* ASSIGNMENT:
Change every "rough mask" in the records below to "coarse mask" and copy out everything else unchanged, without the pictures.

--

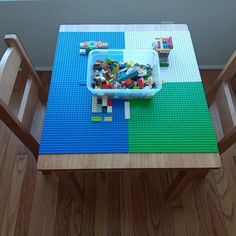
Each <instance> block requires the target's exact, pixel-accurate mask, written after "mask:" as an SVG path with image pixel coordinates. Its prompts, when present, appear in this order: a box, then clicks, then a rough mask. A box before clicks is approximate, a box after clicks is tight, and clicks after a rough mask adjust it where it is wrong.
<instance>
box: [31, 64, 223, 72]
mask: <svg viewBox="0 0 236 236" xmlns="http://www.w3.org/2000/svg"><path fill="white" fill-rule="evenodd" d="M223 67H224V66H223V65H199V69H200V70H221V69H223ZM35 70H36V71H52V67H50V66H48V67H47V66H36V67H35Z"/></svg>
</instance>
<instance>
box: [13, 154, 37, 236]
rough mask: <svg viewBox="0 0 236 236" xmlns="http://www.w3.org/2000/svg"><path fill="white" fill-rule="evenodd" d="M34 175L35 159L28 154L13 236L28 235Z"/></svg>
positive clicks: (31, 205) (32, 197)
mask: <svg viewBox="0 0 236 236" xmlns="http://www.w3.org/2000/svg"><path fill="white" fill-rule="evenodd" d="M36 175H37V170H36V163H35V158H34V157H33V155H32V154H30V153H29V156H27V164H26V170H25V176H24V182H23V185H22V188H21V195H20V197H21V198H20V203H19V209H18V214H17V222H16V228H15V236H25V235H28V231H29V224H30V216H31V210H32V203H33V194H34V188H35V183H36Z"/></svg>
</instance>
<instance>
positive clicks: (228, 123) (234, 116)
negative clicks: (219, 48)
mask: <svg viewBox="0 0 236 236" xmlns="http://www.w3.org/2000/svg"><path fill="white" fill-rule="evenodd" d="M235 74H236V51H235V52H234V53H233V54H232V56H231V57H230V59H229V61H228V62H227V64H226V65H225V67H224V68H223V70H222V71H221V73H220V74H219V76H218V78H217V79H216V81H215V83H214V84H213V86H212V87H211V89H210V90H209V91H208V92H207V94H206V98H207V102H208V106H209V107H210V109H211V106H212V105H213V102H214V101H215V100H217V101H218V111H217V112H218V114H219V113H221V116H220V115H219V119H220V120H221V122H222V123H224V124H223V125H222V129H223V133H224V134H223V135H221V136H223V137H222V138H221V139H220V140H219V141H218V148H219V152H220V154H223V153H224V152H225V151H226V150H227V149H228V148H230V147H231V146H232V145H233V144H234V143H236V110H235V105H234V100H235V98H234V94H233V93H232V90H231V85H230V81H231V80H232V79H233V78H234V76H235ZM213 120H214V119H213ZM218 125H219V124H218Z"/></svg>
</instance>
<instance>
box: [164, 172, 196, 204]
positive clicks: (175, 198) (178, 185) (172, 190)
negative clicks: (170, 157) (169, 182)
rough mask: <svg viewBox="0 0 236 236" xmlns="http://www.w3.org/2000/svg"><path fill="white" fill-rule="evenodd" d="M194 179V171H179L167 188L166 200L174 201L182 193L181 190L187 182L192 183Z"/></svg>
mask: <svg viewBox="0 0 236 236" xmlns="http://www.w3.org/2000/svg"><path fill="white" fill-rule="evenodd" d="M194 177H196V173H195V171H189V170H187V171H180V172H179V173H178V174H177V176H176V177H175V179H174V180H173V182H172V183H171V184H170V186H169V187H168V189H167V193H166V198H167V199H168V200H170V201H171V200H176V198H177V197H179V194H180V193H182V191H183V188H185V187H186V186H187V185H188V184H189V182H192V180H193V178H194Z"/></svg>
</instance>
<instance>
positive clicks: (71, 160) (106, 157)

--

* RESULT OF THIS EXERCISE:
Each <instance> block requires the target's exact, pixel-accurate mask, written after "mask:" as an SVG path with image pixel coordinates. Its prompts, when present, appear in this order: a box, then clicks, then a coarse mask. A box before clicks is approximate, a box after clicks is tight, and clicks after a coarse mask adjust it where it is wrong.
<instance>
box: [31, 64, 223, 72]
mask: <svg viewBox="0 0 236 236" xmlns="http://www.w3.org/2000/svg"><path fill="white" fill-rule="evenodd" d="M223 67H224V66H223V65H199V69H200V70H221V69H223ZM35 70H36V71H52V67H50V66H48V67H47V66H36V67H35Z"/></svg>
</instance>
<instance>
box: [13, 154, 37, 236]
coarse mask: <svg viewBox="0 0 236 236" xmlns="http://www.w3.org/2000/svg"><path fill="white" fill-rule="evenodd" d="M34 175L35 159L28 154L13 236L28 235Z"/></svg>
positive clicks: (31, 205) (32, 197)
mask: <svg viewBox="0 0 236 236" xmlns="http://www.w3.org/2000/svg"><path fill="white" fill-rule="evenodd" d="M36 175H37V170H36V163H35V158H34V157H33V155H32V154H30V153H29V156H27V164H26V170H25V176H24V182H23V185H22V188H21V195H20V197H21V198H20V203H19V209H18V214H17V222H16V228H15V236H25V235H28V231H29V224H30V216H31V210H32V203H33V194H34V188H35V183H36Z"/></svg>
</instance>
<instance>
positive clicks: (228, 123) (234, 116)
negative clicks: (219, 48)
mask: <svg viewBox="0 0 236 236" xmlns="http://www.w3.org/2000/svg"><path fill="white" fill-rule="evenodd" d="M235 74H236V51H235V52H234V53H233V54H232V56H231V57H230V59H229V61H228V62H227V64H226V65H225V67H224V68H223V70H222V71H221V73H220V74H219V76H218V78H217V79H216V81H215V83H214V84H213V86H212V87H211V89H210V90H209V91H208V92H207V94H206V98H207V102H208V106H209V107H210V109H211V106H212V105H213V102H214V101H215V100H217V101H218V111H217V112H218V114H219V113H221V116H220V115H219V119H220V120H221V122H222V123H224V124H223V125H222V129H223V133H224V134H223V135H221V136H223V137H222V138H221V139H220V140H219V141H218V148H219V152H220V154H223V153H224V152H225V151H226V150H227V149H228V148H230V147H231V146H232V145H233V144H234V143H236V110H235V105H234V100H235V98H234V94H233V93H232V90H231V85H230V81H231V80H232V79H233V78H234V76H235ZM213 120H214V119H213ZM218 125H219V124H218Z"/></svg>
</instance>
<instance>
box: [164, 172, 196, 204]
positive clicks: (175, 198) (178, 185) (172, 190)
negative clicks: (170, 157) (169, 182)
coarse mask: <svg viewBox="0 0 236 236" xmlns="http://www.w3.org/2000/svg"><path fill="white" fill-rule="evenodd" d="M194 179V171H179L167 188L166 200L174 201L182 193L181 190L187 182L192 183Z"/></svg>
mask: <svg viewBox="0 0 236 236" xmlns="http://www.w3.org/2000/svg"><path fill="white" fill-rule="evenodd" d="M194 177H196V173H195V171H189V170H187V171H180V172H179V173H178V174H177V176H176V177H175V179H174V180H173V182H172V183H171V184H170V186H169V187H168V189H167V193H166V198H167V199H168V200H170V201H171V200H176V198H177V197H179V194H180V193H182V191H183V188H185V187H186V186H187V185H188V184H189V182H192V180H193V178H194Z"/></svg>
</instance>
<instance>
positive clicks: (71, 160) (106, 157)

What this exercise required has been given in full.